>> Begin The input

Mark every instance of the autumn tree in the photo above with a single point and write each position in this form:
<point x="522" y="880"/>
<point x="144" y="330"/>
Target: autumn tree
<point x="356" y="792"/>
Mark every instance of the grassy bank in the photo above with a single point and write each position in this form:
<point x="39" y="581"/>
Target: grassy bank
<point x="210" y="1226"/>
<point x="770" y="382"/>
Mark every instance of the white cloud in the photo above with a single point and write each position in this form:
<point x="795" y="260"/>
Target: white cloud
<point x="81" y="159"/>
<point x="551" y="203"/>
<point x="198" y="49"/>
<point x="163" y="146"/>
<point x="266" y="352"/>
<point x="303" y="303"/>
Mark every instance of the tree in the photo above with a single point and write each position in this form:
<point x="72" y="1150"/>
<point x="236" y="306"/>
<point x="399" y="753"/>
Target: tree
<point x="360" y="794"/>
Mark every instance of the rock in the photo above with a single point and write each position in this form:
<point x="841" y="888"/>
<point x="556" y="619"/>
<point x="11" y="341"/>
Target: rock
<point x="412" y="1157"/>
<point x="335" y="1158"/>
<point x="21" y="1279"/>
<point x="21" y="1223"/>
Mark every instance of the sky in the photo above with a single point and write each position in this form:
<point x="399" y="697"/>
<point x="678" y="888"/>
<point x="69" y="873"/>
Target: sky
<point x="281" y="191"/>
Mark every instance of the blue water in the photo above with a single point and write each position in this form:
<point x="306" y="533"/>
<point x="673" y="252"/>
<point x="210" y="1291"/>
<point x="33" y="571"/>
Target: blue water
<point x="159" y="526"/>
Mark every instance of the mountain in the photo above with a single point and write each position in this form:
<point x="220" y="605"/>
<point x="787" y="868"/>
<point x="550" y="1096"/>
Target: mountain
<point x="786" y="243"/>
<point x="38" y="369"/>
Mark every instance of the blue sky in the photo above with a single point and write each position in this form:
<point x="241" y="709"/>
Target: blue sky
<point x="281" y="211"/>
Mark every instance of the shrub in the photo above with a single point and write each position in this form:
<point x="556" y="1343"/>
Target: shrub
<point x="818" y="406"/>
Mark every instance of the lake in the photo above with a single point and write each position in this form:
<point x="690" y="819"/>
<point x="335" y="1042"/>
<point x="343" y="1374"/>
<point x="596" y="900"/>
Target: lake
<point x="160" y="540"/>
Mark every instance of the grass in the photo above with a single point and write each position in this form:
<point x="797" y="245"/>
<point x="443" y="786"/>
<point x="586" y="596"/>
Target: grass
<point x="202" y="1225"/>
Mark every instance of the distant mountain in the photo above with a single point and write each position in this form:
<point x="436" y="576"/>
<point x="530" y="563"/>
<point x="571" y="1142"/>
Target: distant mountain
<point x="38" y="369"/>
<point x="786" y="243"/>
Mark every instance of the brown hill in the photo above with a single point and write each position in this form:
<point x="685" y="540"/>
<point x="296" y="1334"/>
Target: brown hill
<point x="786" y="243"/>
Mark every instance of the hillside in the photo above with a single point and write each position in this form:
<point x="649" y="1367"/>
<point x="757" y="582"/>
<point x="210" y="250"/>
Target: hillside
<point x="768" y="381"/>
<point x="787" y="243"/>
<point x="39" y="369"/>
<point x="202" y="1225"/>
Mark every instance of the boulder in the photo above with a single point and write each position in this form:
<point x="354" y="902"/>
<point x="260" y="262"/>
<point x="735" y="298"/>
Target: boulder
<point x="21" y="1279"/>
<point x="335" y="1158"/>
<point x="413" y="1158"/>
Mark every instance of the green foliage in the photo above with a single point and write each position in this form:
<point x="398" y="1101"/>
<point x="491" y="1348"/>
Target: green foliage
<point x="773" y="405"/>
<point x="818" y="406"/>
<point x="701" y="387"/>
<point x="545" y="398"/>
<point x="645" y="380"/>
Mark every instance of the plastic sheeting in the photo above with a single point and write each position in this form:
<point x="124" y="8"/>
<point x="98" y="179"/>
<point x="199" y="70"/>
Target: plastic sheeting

>> End The input

• What this task involves:
Return the line that contains "Mark every instance of the brown" and all lines after it, verbatim, and nothing else.

• Completed exercise:
Mark every instance of the brown hill in the photo above with a single point and write each position in this form:
<point x="685" y="540"/>
<point x="296" y="1334"/>
Target: brown hill
<point x="786" y="243"/>
Mark every instance of the hillside in the photo above with a single point and write each position in this form:
<point x="649" y="1367"/>
<point x="757" y="582"/>
<point x="210" y="250"/>
Target: hillside
<point x="768" y="381"/>
<point x="787" y="243"/>
<point x="39" y="369"/>
<point x="202" y="1225"/>
Mark every instance of the boulder in the photo above with a single point and write each position in this form:
<point x="354" y="902"/>
<point x="260" y="262"/>
<point x="735" y="298"/>
Target: boulder
<point x="21" y="1279"/>
<point x="335" y="1158"/>
<point x="413" y="1158"/>
Mark every instance of the green foliage in the photo above with a single point and write each position in this form:
<point x="398" y="1101"/>
<point x="491" y="1348"/>
Target: green foliage
<point x="773" y="405"/>
<point x="818" y="406"/>
<point x="701" y="387"/>
<point x="545" y="398"/>
<point x="645" y="380"/>
Mark every instance of the plastic sheeting in the photo above with a single point and write each position in this form:
<point x="124" y="8"/>
<point x="98" y="179"/>
<point x="199" y="70"/>
Target: plastic sheeting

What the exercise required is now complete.